* [Request]
Which of the lines below contain the word "waterfall"? Find each one and copy it in full.
— BEGIN Dataset entries —
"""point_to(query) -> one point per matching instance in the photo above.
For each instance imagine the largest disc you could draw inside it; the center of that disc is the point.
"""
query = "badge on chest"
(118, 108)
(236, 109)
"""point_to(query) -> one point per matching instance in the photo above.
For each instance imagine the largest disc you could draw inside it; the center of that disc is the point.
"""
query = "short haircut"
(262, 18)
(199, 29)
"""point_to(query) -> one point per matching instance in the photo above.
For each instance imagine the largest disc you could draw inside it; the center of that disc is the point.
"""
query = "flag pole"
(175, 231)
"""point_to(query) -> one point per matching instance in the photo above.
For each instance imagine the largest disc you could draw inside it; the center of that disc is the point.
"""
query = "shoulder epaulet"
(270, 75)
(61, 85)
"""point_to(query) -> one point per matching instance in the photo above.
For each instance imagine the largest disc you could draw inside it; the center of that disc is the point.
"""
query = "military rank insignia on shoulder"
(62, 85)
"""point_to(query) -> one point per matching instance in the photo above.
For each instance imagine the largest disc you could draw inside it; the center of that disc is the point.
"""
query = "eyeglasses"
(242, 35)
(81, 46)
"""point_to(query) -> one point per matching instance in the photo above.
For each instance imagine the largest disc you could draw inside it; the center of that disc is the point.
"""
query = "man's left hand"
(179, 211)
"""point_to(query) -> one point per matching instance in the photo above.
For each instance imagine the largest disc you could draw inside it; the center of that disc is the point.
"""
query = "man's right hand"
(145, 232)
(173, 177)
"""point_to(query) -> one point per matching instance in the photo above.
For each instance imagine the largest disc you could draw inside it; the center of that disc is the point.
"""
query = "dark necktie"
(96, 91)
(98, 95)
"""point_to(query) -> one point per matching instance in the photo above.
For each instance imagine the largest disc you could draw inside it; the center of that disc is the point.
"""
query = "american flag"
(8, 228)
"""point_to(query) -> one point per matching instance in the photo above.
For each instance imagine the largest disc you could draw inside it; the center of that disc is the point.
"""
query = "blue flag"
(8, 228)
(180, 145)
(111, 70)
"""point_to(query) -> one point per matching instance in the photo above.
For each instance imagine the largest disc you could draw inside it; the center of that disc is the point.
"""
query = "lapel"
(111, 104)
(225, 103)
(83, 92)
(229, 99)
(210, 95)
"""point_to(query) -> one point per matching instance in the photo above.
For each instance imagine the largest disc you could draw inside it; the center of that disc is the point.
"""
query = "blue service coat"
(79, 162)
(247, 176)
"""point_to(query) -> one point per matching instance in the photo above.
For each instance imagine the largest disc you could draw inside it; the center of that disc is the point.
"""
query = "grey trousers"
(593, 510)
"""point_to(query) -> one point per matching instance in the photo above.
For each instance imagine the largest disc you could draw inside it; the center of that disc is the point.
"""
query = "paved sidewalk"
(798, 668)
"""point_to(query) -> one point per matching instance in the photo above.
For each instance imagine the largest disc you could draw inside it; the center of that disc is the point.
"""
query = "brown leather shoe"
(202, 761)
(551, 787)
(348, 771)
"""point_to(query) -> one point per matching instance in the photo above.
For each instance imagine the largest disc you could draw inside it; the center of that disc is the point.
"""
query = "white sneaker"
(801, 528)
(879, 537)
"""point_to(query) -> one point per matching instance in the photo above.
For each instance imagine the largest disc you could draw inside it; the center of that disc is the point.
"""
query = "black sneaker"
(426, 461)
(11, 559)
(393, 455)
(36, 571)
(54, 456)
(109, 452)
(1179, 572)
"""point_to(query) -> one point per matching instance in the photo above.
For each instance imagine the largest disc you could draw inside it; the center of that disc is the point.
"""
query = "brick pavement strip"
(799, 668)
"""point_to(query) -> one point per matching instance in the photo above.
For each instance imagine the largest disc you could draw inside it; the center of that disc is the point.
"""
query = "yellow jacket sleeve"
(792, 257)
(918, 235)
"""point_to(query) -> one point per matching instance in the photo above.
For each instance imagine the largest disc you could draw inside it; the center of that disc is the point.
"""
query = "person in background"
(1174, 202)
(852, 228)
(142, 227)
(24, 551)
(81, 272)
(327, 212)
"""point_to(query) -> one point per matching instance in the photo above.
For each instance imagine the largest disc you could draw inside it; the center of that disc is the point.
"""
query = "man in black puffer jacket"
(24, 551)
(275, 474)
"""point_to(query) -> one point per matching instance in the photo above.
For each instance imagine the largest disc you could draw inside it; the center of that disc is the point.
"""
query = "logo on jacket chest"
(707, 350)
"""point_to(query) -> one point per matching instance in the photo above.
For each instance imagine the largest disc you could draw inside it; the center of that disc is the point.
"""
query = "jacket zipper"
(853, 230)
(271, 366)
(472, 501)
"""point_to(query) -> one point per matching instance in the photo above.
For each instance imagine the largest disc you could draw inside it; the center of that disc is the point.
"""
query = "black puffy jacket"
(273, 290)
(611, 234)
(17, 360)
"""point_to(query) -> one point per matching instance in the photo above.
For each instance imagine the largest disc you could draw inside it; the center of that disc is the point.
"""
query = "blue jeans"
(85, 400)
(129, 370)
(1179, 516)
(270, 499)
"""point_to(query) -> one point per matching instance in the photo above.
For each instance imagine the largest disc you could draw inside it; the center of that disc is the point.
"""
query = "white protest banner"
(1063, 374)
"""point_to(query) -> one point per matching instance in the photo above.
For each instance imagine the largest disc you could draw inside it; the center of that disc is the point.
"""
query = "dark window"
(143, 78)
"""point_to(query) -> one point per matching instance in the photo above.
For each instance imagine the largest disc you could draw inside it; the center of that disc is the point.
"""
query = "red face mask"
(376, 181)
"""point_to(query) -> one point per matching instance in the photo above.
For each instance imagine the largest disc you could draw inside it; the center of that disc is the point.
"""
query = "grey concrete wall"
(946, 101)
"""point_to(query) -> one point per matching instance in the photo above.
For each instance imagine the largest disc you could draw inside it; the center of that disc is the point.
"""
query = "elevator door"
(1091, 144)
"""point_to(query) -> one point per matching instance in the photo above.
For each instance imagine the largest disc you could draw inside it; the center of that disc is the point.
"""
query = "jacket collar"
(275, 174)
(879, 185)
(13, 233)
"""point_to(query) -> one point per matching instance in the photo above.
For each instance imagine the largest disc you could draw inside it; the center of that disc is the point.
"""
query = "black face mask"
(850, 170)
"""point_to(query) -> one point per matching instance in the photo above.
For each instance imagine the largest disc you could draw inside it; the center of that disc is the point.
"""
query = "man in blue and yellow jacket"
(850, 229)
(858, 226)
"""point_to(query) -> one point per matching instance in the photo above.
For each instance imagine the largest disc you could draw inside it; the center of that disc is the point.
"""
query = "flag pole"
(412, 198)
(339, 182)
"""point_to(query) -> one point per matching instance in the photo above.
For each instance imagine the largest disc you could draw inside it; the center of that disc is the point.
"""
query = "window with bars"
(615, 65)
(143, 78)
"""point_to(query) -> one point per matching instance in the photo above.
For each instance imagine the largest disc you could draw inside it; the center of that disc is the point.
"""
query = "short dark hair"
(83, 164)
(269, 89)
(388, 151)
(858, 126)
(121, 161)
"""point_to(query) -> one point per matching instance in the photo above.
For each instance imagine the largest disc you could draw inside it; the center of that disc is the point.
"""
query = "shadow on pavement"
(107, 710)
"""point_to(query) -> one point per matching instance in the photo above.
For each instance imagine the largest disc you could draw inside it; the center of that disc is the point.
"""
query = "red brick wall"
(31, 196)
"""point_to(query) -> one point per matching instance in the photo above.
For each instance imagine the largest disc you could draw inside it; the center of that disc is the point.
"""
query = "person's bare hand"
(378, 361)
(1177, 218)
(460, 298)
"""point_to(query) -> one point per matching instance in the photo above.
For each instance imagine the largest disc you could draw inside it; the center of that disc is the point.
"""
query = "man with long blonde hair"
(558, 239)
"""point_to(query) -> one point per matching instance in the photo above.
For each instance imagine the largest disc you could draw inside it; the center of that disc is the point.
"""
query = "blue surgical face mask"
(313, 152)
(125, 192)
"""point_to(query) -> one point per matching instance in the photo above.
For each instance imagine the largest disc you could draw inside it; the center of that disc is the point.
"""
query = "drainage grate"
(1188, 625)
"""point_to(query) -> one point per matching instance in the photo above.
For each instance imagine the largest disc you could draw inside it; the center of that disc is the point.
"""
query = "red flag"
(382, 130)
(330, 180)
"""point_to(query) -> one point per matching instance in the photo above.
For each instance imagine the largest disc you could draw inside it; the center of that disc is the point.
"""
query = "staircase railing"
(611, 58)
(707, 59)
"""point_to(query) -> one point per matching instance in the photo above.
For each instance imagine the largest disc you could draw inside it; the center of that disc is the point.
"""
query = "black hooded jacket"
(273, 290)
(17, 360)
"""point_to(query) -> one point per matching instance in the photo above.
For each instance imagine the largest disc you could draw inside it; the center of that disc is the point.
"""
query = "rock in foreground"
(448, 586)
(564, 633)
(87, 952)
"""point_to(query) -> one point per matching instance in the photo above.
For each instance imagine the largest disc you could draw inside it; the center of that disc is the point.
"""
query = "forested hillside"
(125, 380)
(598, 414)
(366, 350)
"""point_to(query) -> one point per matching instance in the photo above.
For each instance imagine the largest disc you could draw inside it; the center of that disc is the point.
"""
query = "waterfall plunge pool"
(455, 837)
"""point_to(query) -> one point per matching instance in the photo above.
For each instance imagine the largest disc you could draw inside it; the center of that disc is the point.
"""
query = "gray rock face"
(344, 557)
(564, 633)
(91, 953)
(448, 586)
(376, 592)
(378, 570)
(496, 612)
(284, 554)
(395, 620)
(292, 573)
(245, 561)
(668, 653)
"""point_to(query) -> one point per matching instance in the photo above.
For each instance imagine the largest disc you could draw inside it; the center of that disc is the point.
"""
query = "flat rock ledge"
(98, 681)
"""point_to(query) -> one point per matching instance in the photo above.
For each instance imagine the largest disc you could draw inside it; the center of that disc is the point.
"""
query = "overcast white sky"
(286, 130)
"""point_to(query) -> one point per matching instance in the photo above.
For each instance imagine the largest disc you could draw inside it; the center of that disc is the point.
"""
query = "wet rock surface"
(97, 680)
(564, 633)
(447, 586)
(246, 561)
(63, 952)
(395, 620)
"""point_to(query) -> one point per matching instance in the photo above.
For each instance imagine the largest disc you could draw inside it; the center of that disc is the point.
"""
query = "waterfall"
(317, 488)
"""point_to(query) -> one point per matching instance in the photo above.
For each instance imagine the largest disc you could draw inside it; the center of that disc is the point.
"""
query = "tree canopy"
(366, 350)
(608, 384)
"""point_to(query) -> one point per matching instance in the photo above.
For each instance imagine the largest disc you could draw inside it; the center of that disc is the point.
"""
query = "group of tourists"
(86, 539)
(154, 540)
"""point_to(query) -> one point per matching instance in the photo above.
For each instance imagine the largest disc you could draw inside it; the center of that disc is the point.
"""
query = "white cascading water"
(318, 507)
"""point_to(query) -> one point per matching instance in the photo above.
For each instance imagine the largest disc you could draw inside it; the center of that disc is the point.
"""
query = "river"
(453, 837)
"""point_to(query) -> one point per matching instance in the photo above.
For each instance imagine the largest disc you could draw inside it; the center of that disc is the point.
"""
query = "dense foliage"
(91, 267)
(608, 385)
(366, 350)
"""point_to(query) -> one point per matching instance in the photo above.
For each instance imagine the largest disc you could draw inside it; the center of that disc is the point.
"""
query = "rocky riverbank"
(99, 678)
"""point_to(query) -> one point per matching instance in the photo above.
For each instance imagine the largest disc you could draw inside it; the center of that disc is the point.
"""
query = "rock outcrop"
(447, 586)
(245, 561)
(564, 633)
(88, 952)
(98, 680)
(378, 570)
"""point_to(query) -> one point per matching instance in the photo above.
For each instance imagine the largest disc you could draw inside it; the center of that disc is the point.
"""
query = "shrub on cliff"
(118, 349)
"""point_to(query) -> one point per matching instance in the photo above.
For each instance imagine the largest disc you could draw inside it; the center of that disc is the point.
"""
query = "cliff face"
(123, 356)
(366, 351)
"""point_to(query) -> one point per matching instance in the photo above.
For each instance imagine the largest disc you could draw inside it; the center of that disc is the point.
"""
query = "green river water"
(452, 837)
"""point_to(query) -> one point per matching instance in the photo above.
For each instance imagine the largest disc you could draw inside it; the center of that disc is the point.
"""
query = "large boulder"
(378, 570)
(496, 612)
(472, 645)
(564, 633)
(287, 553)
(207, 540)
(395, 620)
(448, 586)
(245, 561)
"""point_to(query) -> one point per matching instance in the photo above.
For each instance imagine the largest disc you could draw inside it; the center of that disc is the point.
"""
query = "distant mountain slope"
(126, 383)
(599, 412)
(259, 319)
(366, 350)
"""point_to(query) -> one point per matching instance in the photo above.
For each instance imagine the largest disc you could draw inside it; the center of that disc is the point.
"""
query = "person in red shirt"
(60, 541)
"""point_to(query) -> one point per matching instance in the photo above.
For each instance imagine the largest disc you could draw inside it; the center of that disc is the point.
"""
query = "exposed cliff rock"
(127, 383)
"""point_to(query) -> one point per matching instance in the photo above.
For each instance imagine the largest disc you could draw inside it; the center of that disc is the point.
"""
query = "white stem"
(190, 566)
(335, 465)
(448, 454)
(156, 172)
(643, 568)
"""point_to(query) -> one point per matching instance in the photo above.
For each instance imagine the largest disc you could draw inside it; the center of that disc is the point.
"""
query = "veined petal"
— END Dataset entries —
* [Exercise answer]
query = "waterfall plunge pool"
query = "waterfall"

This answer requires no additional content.